The benefit of GitHub over just like a public drive folder in this situation is that GitHub has pull requests to review code before it's merged. Maybe we could make a system where changes to the afni/afni_ci_test_data are submitted via pull request and any new/changed test data is attached somehow (with Google Drive, dropbox, plain attachments). Then, if the pull request is approved, someone at AFNI can put the data in the private server and merge the request.

Let me know what you think.

leej3 commented 3 years ago

I believe I can just create a pull request on the afni/afni_ci_test_data repo

That will technically work but is not a desirable solution. Some of my above suggestions would be better stop gaps in the absence of someone putting a bit of time to migrate the repo to a publicly available server (or since I've already done that, simply learn how to use it and tweak the code to avail of it).

I definitely agree that the process for changing test data is wonky

I never said it was wonky :) I just incorrectly anticipated someone on the AFNI team working through the above instructions for modifying the data tree at some point. I realized my error too late. Migrating to gin would resolve that issue. While the system for managing test data is complicated, I believe it solves a difficult problem in the best way possible. There are many other constraints to the solution that I have not mentioned here but i will give a brief summary below.

The problem: the tests require a lot of data that changes over time. This data can range from publicly available datasets that we wish to use part of (and only download that part), and "expected" data output that we wish to modify over time, for example in the current situation.

The solutions, in increasing order of utility:

I appreciate it can be a steep learning curve for this stuff but any other possible solution to this problem seemed inadequate.

Correct me if I'm wrong but I think the repo you linked (https://gin.g-node.org/leej3/afni_ci_test_data) has the same problem as GitHub.

## RECORDED DATA
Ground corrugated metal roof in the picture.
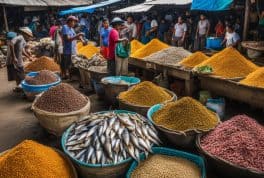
[145,0,192,5]
[0,0,93,6]
[114,3,154,13]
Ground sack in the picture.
[115,42,130,58]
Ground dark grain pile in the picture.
[25,70,58,85]
[35,83,87,113]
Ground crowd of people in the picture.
[4,8,264,91]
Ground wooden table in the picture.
[129,58,195,96]
[198,75,264,109]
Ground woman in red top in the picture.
[215,20,225,37]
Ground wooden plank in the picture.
[198,76,264,109]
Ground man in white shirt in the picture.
[222,25,240,47]
[195,14,210,51]
[172,17,187,47]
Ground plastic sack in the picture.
[206,98,225,119]
[115,42,130,58]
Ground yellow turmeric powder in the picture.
[179,51,209,68]
[195,47,258,78]
[78,45,100,59]
[0,140,73,178]
[131,39,169,59]
[130,40,145,54]
[119,81,172,106]
[153,97,218,131]
[239,67,264,88]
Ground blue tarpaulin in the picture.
[191,0,233,11]
[59,0,121,15]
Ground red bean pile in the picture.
[35,83,87,113]
[201,115,264,172]
[25,70,58,85]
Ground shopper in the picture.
[100,18,112,58]
[172,16,187,47]
[195,14,210,51]
[60,16,84,79]
[7,27,33,92]
[222,25,240,47]
[107,17,128,76]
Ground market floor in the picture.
[0,68,106,152]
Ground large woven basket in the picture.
[32,95,91,136]
[117,88,177,116]
[196,136,264,178]
[0,148,78,178]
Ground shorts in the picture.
[60,54,72,70]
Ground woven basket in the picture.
[32,95,91,136]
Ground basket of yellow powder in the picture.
[126,147,206,178]
[239,67,264,89]
[194,47,258,79]
[148,97,220,148]
[117,81,177,116]
[0,140,78,178]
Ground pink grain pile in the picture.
[201,115,264,172]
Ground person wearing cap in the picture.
[7,27,33,92]
[107,17,128,76]
[60,16,84,79]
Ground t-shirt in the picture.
[198,19,210,35]
[11,35,27,67]
[62,25,76,55]
[150,19,158,28]
[225,32,240,47]
[100,27,112,47]
[174,23,187,37]
[108,28,119,60]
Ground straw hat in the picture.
[19,27,33,37]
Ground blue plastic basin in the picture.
[21,72,61,93]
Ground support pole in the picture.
[2,6,9,32]
[243,0,250,40]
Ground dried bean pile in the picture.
[131,155,201,178]
[25,70,58,85]
[36,83,87,113]
[201,115,264,172]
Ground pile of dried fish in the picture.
[65,111,161,165]
[78,54,107,69]
[144,47,191,66]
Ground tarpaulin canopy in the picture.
[114,3,154,13]
[145,0,192,5]
[191,0,233,11]
[59,0,121,15]
[0,0,92,7]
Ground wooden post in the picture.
[243,0,250,40]
[3,6,9,32]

## GIVEN PROBLEM
Which online services for hosting or sharing files are named in the thread about AFNI test data? List every one.

## ANSWER TO THE PROBLEM
GitHub, Google Drive, dropbox, gin